╭─ Supplied passage
‘I’m not sure how I ended up here … and I see only blocks of text that are unclear like each word is fused into the next …’. Reading is an aspiration towards a communion.

Daily writing prompt
What books do you want to read?

Have you ever felt that so much depended on a reading of what is in front of you? I have just made a first reading – fast and furious – through the proof text of a novel not due for publication until, I think, September 2026, Derek Owusu’s The Recovery House, which will be published by #Merky Books, Penguin. Beyond the few words from the first chapter in the title above and the first page with its beautiful too-fatigued-to-end sentence below (it does end together with the ‘chapter’ (if that is what it is to be called at least for the sake of reference, and if not with a (.) ‘full stop’ on the next page, a few lines down), I do not intend to give quotations from the text, which may change (and be proof-‘corrected’) before publication.

Derek Owusu (proof dated 2026: 3) ‘The Recovery House’ #Merky Bookes, Penguin Random House.

Instead I want to record my first reading (I will read the proof again a few times but will not review the book until its final publication when I buy a published first impression) as a report of the visceral, sensual, cognitive and emotional impact of the writing, and all of these mainly as operative through memories and other mental patterns and acts of pattern making, including plotting the novel (especially in his novel Losing the Plot, referred to in my blog linked here)

Moreover, that reading needs to comprehend my desire, accompanying whatever the ‘activity of reading’ is that I have, am and will continue to ‘read’ in a way that yields some sense of communion with it. And by it, I mean its characters, including (mainly in fact) the first-person narrator, whose partial life it tells in excerpt (an excerpt of communal living under the promise of ‘recovery’). And perhaps too and much more communion with an author I have followed from his first fine novel, That Reminds Me (I even wrote one of my first very thin blogs on him in 2019 when the book appeared – see this link). In all of his novels, Owusu plays games with the premises  of autobiographical, fiction, and the biographical ‘other’, such that no certainties hold about who precisely is the ‘I’ referred to by the first person narrator. In the page / sentence above the narrator attributes their current predicament ‘perhaps’ to ‘me trying to write about my life’, but whose life? And anyway is ‘writing about my life’ another thing entirely from ‘my life’ or the I who reflects on either the life or the writing about it.

It is even difficult to be clear about what I mean by all that, perhaps but I think that failure of clarity is itself inbuilt into the reading experience, for even the narrator moves from talking about what ‘I’ did to the impersonal pronoun ‘it’, and it has no more clarity of reference that I, the personal pronoun. Take this: ‘I’m not sure how I ended up here but it seemed inevitable in a way’, for here refers back, a first reading would suggest to ‘how I ended up here’, and it’s ‘inevitability’. But as we read on, ‘it becomes more difficult to reference back to any one idea. Try the sequence here:

... it seemed inevitable ...
... I think it had something to do with me try to write about my life
but I can't remember it now
or the ideas that enfold it ....
╰─
__Problems to solve__.
[1] In the blog post on Derek Owusu's The Recovery House, what is the title of Owusu's first novel?
[2] Condense the paragraph beginning "Moreover, that reading needs" from the blog post on The Recovery House into a short bulleted list that keeps its main facts.
[3] Write the next part of the blog post on Derek Owusu's The Recovery House, continuing from where it stops.
╭─ Dataset excerpts
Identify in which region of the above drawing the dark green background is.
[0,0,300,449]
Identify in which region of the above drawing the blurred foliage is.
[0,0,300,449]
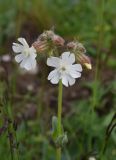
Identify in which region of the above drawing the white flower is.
[47,52,82,87]
[12,38,37,70]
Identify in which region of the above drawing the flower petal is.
[15,53,25,63]
[71,64,83,72]
[69,69,81,78]
[67,76,76,86]
[47,57,60,68]
[62,74,68,87]
[18,37,29,48]
[48,69,58,80]
[12,43,23,53]
[24,57,36,70]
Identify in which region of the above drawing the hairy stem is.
[57,80,62,160]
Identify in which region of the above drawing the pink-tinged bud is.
[67,41,92,69]
[32,40,48,53]
[67,42,77,50]
[76,54,92,69]
[52,35,65,46]
[67,41,86,53]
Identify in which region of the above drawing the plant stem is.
[92,0,104,111]
[57,80,62,160]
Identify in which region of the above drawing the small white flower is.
[12,38,37,70]
[47,52,82,87]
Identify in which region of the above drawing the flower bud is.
[52,35,65,46]
[32,30,65,53]
[67,42,92,69]
[32,40,48,53]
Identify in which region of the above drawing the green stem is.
[92,0,104,112]
[57,80,62,160]
[7,104,19,160]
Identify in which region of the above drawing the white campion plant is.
[12,38,37,70]
[47,52,82,87]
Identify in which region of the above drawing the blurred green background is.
[0,0,116,160]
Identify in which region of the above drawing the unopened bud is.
[75,53,92,69]
[67,41,92,69]
[52,35,65,46]
[32,30,65,53]
[88,157,96,160]
[67,41,86,53]
[32,40,48,53]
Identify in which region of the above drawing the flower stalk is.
[57,80,62,160]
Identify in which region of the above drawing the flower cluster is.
[12,30,91,87]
╰─
__Answers to the exercise__.
[1] That Reminds Me.

[2]
- The reading must include a desire for communion with the book's characters, mainly the first-person narrator.
- The novel tells part of the narrator's life as an excerpt of communal living under the promise of "recovery."
- The reader also seeks communion with Owusu, followed since his first novel, That Reminds Me, which the reader blogged about in 2019.
- In all his novels, Owusu plays with autobiography, fiction and the biographical "other," so it is never certain who the narrator's "I" is.
- The narrator attributes their predicament "perhaps" to trying to write about their life. This raises two questions: whose life is meant, and whether writing about a life differs from the life itself or from the "I" who reflects on either.

[3]
By the time we try to process what the it that is ‘enfolded’ by ‘ideas’, we have had many choices for the intervening ‘its’ in the prose. Is ‘it’ my attempted act of writing, the writing itself, or, ‘my life’that is ‘enfolded’ by ideas. And more than that, for it may be that as ‘it’ becomes a thing that I attempt to reference inm and from memory, its lack of specific identity has a lot to do with those failures or gaps in memory.

And when the person who once wrote something (perhaps autobiographical) tries to remember, they see only the same thing the reader may feel they are seeing, and perhaps not reading – for ‘blocks of text’ is perhaps what writing is, both before and after it is read and / or comprehended by someone, if either should in fact happen: ‘I see only blocks of text that are unclear’. Reference (to enfolding ideas perhaps) now begins to unfold into different possible meanings or referents, for is text ‘unclear to visual capture by the eyes or does it lack clarity cognitively by the reading subject – even the explanation that ‘each word is fused into the next’ could mean in either of these ways depending on whether ‘fused’ is a physical reality (which seems unlikely) or a metaphor for the subjective appearance of the text, or a metaphor for the reader’s inability to distinguish the meaning of even basic words – like ‘I’ and ‘it’, for instance.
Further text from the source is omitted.